(Rows from a pointing dataset)
++++++++++
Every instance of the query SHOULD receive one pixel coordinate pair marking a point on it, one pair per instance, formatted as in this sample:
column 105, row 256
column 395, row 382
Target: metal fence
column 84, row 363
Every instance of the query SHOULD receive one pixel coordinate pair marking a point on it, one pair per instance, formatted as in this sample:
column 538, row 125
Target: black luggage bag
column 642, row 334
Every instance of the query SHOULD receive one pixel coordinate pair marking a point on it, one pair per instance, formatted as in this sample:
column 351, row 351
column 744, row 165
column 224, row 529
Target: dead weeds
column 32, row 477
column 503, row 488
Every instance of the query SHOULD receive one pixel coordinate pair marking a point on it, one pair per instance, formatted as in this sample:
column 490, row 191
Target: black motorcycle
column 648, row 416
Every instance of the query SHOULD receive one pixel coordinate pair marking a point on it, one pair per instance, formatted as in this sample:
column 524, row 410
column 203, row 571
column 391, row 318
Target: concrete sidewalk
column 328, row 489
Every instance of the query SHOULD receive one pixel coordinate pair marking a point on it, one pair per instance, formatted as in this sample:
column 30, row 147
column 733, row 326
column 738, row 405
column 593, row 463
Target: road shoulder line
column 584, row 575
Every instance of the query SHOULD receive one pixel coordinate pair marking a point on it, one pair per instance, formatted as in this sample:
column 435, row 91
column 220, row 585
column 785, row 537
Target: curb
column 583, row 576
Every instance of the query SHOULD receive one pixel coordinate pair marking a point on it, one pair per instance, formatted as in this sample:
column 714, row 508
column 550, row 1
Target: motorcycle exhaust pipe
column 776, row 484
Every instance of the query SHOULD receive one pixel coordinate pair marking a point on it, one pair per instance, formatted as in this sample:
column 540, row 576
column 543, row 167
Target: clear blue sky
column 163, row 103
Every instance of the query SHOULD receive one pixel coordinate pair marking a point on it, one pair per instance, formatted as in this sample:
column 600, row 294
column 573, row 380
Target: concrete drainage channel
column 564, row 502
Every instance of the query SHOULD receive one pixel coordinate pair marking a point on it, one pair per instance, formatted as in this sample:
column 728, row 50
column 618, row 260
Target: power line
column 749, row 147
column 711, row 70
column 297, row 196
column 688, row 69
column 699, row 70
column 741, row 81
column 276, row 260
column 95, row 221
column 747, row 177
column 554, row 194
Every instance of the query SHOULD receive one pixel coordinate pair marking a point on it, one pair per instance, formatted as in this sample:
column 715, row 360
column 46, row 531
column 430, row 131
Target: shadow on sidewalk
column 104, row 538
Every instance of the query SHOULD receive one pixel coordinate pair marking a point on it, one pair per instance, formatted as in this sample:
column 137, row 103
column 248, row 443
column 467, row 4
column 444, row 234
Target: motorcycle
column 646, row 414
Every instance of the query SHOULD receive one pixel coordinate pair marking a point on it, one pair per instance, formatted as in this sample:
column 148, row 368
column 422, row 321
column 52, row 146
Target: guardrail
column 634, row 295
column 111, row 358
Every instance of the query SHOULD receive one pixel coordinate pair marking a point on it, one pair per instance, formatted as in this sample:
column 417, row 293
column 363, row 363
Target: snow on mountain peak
++++++++++
• _Exercise details_:
Render the entries above as a JSON list of strings with one string per line, leaving out blank lines. Include everything from the very first line of the entries down to the line containing "column 564, row 502", with both ends included.

• _Solution_:
[
  "Every instance of the query SHOULD receive one pixel coordinate pair marking a point on it, one pair per instance, formatted as in this sample:",
  "column 105, row 256",
  "column 395, row 382",
  "Target: metal fence",
  "column 84, row 363",
  "Every instance of the query SHOULD receive one pixel coordinate pair marking a point on it, one pair per instance, formatted as in this sample:",
  "column 538, row 125",
  "Target: black luggage bag",
  "column 642, row 334",
  "Every instance of the query SHOULD receive one pixel coordinate pair marking a point on it, one pair per instance, formatted as in this sample:",
  "column 351, row 351",
  "column 744, row 165",
  "column 224, row 529",
  "Target: dead weeds",
  "column 32, row 477",
  "column 503, row 488",
  "Every instance of the query SHOULD receive one pixel coordinate pair marking a point on it, one pair per instance, formatted as in this sample:",
  "column 490, row 191",
  "Target: black motorcycle",
  "column 648, row 416",
  "Every instance of the query SHOULD receive one pixel coordinate pair marking a point on it, one pair per instance, formatted as in this sample:",
  "column 524, row 410",
  "column 203, row 571",
  "column 391, row 318",
  "Target: concrete sidewalk",
  "column 328, row 489",
  "Every instance of the query SHOULD receive one pixel coordinate pair marking a point on it, one pair per instance, formatted as in this sample:",
  "column 30, row 147",
  "column 733, row 326",
  "column 738, row 405",
  "column 593, row 463",
  "Target: road shoulder line",
  "column 584, row 575",
  "Every instance of the query SHOULD receive one pixel coordinate pair marking a point on it, one pair per instance, formatted as in this sample:",
  "column 435, row 91",
  "column 220, row 585",
  "column 785, row 537",
  "Target: curb",
  "column 583, row 576",
  "Every instance of the query SHOULD receive one pixel coordinate pair marking a point on it, one pair per instance, formatted as in this sample:",
  "column 714, row 508",
  "column 550, row 1",
  "Target: motorcycle exhaust pipe",
  "column 776, row 484",
  "Every instance of the query SHOULD receive one pixel coordinate pair marking a point on it, one pair per instance, formatted as in this sample:",
  "column 540, row 576",
  "column 543, row 167",
  "Target: clear blue sky",
  "column 163, row 103",
  "Every instance of the query SHOULD receive one pixel coordinate pair marking a point on it, one pair per instance, formatted as in this sample:",
  "column 600, row 294",
  "column 573, row 380",
  "Target: concrete drainage channel",
  "column 564, row 502"
]